■ What to work on ■
1. Answer these questions about the article on the Hollywood Undead song "We Are":
(a) On which label was the single released?
(b) Where does the song fall in the track order of Notes from the Underground?
(c) Which band member sings the chorus?
2. Continue the article on the Hollywood Undead song "We Are" from its last sentence.

■ Text for analysis ■
---+---
Single by Hollywood Undead

from the album Notes from the Underground
- Released: 29 October 2012
- Recorded: December 2011 – September 2012
- Genre: Nu metal
- Length: 4:34 (album version); 3:58 (single version);
- Label: A&M Octone
- Songwriters: Dylan Alvarez; Matthew Busek; Jorel Decker; Danny Lohner; Daniel Murillo; George Ragan; Jordon Terrell;
- Producers: Griffin Boice; Danny Lohner; S*A*M & Sluggo;

Hollywood Undead singles chronology
| "Levitate" (Digital Dog Club Mix) (2011) | "We Are" (2012) | "Dead Bite" (2013) |

Music video
- "We Are" on YouTube

= We Are (Hollywood Undead song) =

"We Are" is a song by American rap rock band Hollywood Undead. It is the first official single from the band's third studio album Notes from the Underground and was released as the fifth track on the album.

== Composition and lyrics ==
The song has vocals from several members of the band, with Danny singing the chorus, Johnny 3 Tears rapping the first verse, and J-Dog rapping the second verse; the final verse is screamed by J-Dog as well. A bridge is sung by both J-Dog and Danny. The song is often put next to the Swan Songs single Young by fans as it has similar vibes and meanings to the song.

The lyrics of the song were inspired by America's Youth quoted by Johnny 3 Tears, as he continues "...I feel a full-on empathy for what kids are going to have to go through cause it doesn’t seem to be getting any better. In fact, it seems quite the opposite. It’s pretty sickening sometimes, man."
---+---
Image point grounding data:
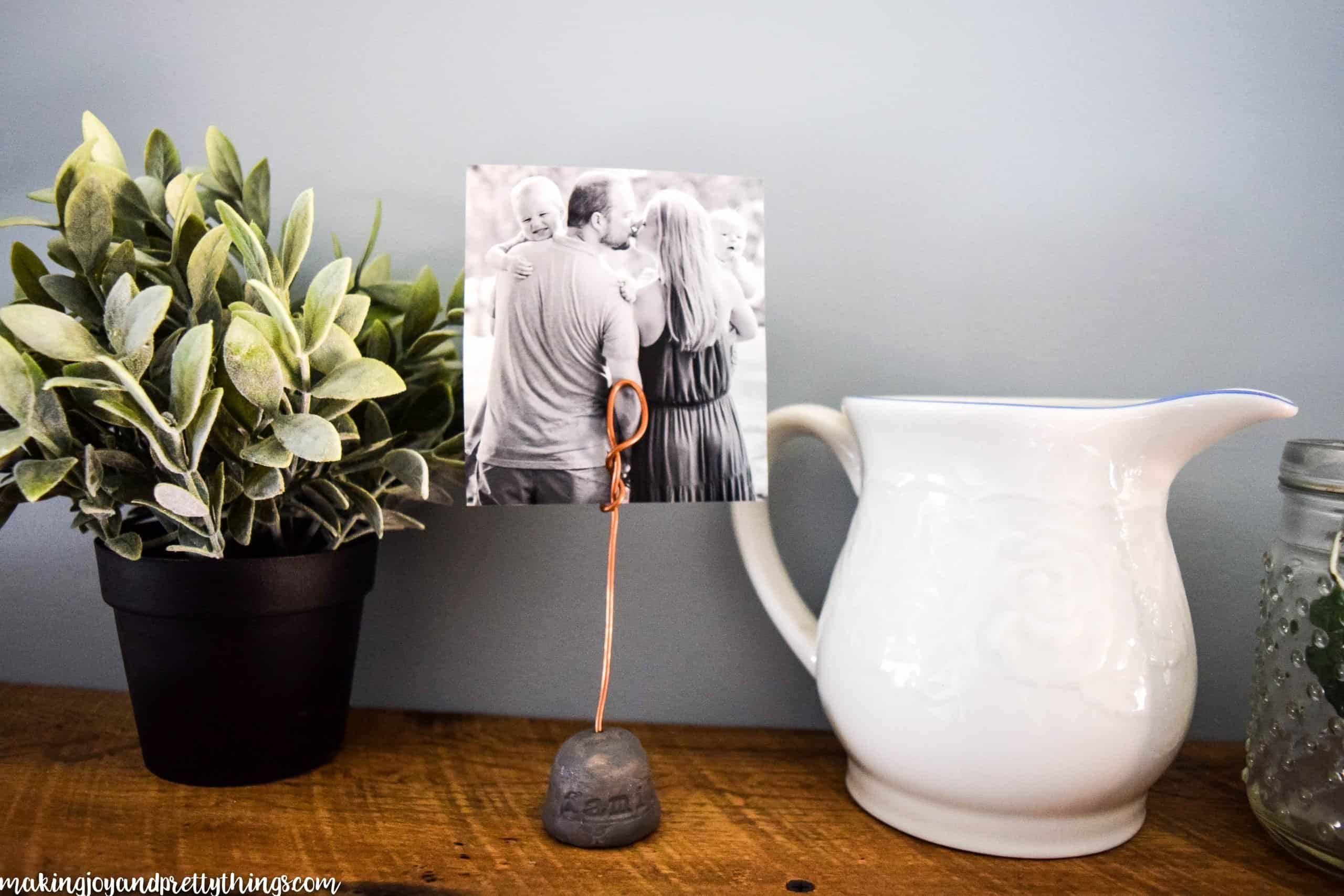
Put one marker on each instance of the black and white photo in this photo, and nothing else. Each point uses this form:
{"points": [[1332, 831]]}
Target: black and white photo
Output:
{"points": [[579, 279]]}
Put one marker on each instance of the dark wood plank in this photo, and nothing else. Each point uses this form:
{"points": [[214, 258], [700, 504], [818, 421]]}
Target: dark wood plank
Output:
{"points": [[423, 804]]}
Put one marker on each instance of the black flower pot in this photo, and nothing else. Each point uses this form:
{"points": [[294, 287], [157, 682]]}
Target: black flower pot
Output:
{"points": [[239, 669]]}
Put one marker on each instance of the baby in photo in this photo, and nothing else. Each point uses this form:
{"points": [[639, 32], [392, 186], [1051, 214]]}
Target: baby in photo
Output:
{"points": [[541, 214], [539, 210], [730, 239]]}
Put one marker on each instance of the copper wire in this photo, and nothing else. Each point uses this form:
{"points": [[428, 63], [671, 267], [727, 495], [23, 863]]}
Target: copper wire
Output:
---+---
■ Your responses ■
1.
(a) A&M Octone
(b) It is the fifth track.
(c) Danny

2.
== Music video ==
The official music video was released on 10 December, which was directed by Shawn ‘Clown’ Crahan, the percussionist of Slipknot. The music video has various different scenes happening, such as Da Kurlzz isolated in a fenced area being ignored by the crowds walking by, Funny Man robbing a liquor store, J-Dog burning pictures of each band member in a church, Danny smashing up televisions in front of a young and frightened girl, Johnny 3 Tears aligning what appears to be cocaine into the phrase "we are built from broken parts", and Charlie Scene setting a suited man on fire. Crahan made sure to add as many different things in the video to keep it visually interesting, and as he explains in the 'Behind the Scenes' video, and it also mentioned that the video was shot in California in what Danny describes "...the most haunted place in California..." which was later revealed in an interview with Charlie Scene by bloody-disgusting.com 'Linda Vista Hospital'.

=== New masks ===
This music video was also the first video by the band to include the latest masks at the time:
- J-Dog: A white mask with two gas mask filters on the cheeks with a Dollar symbol, glowing red eyes, and God's all-seeing eye on his forehead.
- Johnny 3 Tears: Left side of his mask consists of the number 3 and his right consists of butterflies with a black background as before, but this mask has a mosaic design added.
- Charlie Scene: Dark grey bandanna with matte black spectacles, same as before.
- Funny Man: A black cloth mask with silver outlining, similar to a Lucha Libre mask. It resembles a gorilla, and has three dots on the right cheek, as well as his initials FM on the forehead.
- Da Kurlzz: Left side of his mask is white with an angry scowl, right side appears to resemble burnt lava.
- Danny: Mask seems more metal plated, and the Latin cross on his eye has been replaced with bullets.

=== Lyric video ===
Prior to the release of the single, a lyric video was published on Hollywood Undead's official YouTube channel on 29 October, a day before the single was released onto iTunes. The video, as well as providing the lyrics of the song, has various clip scenes of advertisements and urban landscapes, from skyscrapers to rubble.

=== Reviews ===
"We Are" was met with positive reviews; Aristdistrict gave it a 10 out of 10.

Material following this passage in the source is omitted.